Objective: Rewrite the material from the line holding "facade and report the pixel coordinates." through the end of the material, inclusive, updating "cross-legged" to "with crossed legs" and leaving everything else unchanged. Leave the pictures out of your answer.

-- Start Data rows --

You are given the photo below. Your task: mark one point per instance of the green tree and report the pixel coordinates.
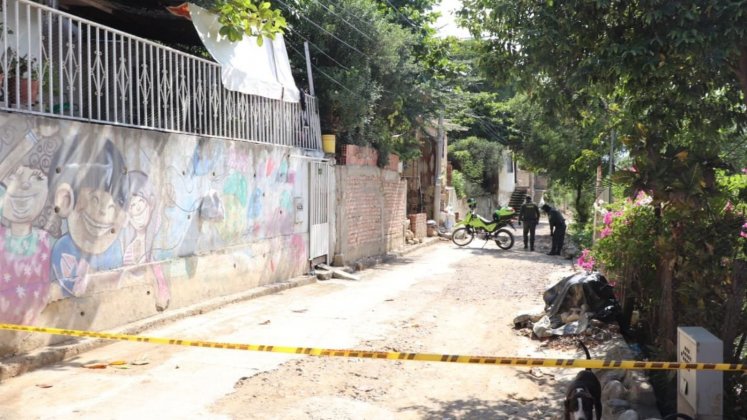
(371, 70)
(479, 160)
(241, 18)
(677, 71)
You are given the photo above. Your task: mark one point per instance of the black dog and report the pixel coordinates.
(584, 396)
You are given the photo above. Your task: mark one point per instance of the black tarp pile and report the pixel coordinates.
(573, 302)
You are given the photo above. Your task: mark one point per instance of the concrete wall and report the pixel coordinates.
(370, 211)
(506, 182)
(105, 225)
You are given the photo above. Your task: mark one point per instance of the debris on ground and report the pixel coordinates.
(578, 304)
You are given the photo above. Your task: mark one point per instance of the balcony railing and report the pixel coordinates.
(59, 65)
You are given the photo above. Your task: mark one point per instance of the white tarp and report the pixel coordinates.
(246, 67)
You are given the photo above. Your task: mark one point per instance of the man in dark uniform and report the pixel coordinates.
(557, 229)
(529, 214)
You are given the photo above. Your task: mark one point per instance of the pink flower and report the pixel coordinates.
(642, 199)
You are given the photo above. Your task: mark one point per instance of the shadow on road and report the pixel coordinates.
(474, 408)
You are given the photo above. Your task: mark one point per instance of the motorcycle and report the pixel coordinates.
(475, 225)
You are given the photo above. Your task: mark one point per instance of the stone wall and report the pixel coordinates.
(106, 225)
(370, 212)
(418, 224)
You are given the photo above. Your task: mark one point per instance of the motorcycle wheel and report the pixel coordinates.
(504, 239)
(462, 236)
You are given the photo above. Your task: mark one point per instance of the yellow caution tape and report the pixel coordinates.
(391, 355)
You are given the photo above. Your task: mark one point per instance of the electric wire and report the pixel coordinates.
(344, 20)
(290, 9)
(358, 18)
(403, 16)
(319, 49)
(332, 79)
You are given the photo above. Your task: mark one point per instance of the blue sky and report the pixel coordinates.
(446, 22)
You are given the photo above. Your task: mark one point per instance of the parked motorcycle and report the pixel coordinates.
(475, 225)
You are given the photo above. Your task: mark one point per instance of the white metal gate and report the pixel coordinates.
(320, 207)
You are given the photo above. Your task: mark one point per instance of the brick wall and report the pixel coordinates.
(353, 155)
(418, 224)
(371, 211)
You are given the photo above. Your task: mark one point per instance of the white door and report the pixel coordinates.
(320, 206)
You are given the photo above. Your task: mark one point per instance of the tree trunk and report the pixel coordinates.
(742, 72)
(581, 212)
(665, 273)
(733, 308)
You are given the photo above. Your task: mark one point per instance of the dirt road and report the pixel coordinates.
(440, 299)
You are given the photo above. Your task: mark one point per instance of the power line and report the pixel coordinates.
(332, 79)
(403, 16)
(345, 20)
(320, 50)
(322, 29)
(359, 19)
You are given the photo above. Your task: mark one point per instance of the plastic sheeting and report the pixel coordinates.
(247, 67)
(572, 302)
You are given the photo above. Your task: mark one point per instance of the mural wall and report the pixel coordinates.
(89, 211)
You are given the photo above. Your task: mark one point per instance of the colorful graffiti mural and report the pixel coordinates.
(75, 202)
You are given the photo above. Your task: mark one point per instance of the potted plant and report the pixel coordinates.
(23, 74)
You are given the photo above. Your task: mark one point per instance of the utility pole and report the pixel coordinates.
(612, 160)
(308, 68)
(437, 183)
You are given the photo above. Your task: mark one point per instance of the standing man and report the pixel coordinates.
(557, 229)
(529, 214)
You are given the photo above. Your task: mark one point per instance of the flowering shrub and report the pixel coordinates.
(586, 260)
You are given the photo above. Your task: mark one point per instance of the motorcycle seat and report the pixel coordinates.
(484, 220)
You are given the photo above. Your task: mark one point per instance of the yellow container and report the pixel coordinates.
(328, 143)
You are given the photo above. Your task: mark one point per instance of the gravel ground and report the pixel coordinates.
(438, 299)
(466, 310)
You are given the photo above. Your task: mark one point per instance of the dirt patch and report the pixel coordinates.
(468, 310)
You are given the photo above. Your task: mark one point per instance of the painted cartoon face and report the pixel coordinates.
(25, 195)
(139, 212)
(95, 222)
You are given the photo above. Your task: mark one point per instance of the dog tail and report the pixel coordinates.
(586, 350)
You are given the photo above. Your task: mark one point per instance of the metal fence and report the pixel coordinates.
(56, 64)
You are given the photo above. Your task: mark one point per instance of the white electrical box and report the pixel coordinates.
(699, 392)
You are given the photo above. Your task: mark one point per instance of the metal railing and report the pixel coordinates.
(55, 64)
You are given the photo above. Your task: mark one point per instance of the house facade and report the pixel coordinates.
(132, 182)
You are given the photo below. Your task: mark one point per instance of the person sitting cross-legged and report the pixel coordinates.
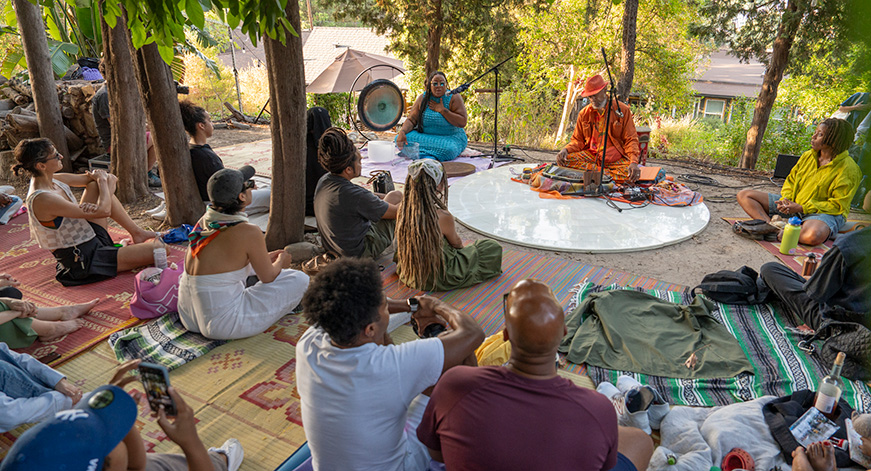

-- End Data rows --

Solution to this exercise:
You are given the photo above. Your task: mark one point per instance of the house facade and report the pixel coordinates.
(132, 182)
You are given the photo below. Your task: mark one point per instance of the person sitting with crossed legs and report the pixel coordinates.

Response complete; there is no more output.